▶ **Input records**:

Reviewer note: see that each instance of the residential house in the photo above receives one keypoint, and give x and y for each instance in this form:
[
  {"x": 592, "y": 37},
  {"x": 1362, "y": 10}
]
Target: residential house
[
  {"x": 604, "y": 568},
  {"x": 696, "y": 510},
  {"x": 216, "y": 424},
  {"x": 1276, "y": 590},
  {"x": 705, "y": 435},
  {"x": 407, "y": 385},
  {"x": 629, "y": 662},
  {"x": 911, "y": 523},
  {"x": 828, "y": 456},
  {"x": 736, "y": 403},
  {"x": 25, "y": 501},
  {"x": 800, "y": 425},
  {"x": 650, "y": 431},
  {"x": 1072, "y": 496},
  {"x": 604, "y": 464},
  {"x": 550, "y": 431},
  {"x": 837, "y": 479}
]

▶ **Aim**:
Reproduce all lines of the records, requests included. Multiply each x and y coordinate in the answers by 0.65 and round to whole numbers, with halves rounded up. Leave the numbers in the requests and their format samples unchanged.

▶ **Response for this exercise**:
Reviewer note: see that each instance of the residential house in the photo above receives one keypoint, and give x and y for each instance in this form:
[
  {"x": 592, "y": 37},
  {"x": 1362, "y": 10}
]
Target: residential house
[
  {"x": 393, "y": 369},
  {"x": 452, "y": 332},
  {"x": 140, "y": 276},
  {"x": 829, "y": 384},
  {"x": 458, "y": 283},
  {"x": 265, "y": 250},
  {"x": 409, "y": 430},
  {"x": 592, "y": 340},
  {"x": 538, "y": 296},
  {"x": 478, "y": 262},
  {"x": 16, "y": 326},
  {"x": 520, "y": 276},
  {"x": 423, "y": 280},
  {"x": 697, "y": 322},
  {"x": 393, "y": 302},
  {"x": 358, "y": 280},
  {"x": 544, "y": 311}
]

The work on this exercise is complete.